● What the task requires
Please return every line in the entries below with the word "sunlit" in it.

● Supplied data
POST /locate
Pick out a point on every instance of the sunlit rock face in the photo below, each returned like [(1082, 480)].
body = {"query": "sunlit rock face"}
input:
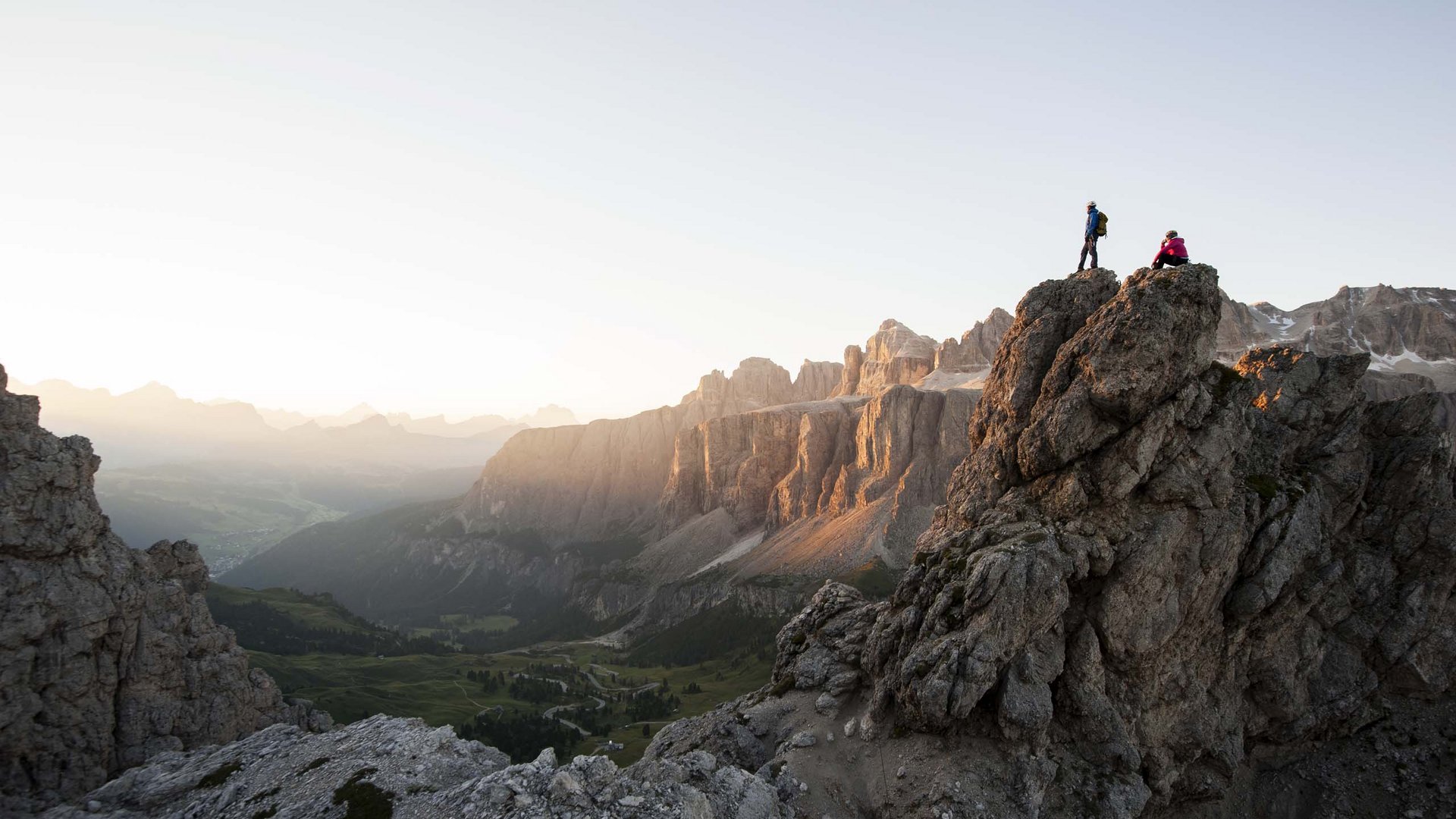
[(108, 654), (1405, 330), (1149, 569)]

● Response below
Pick out a point on every instance of the sunlit rock face in the photo below, each returned like [(1082, 480)].
body = {"query": "sunlit rock face"}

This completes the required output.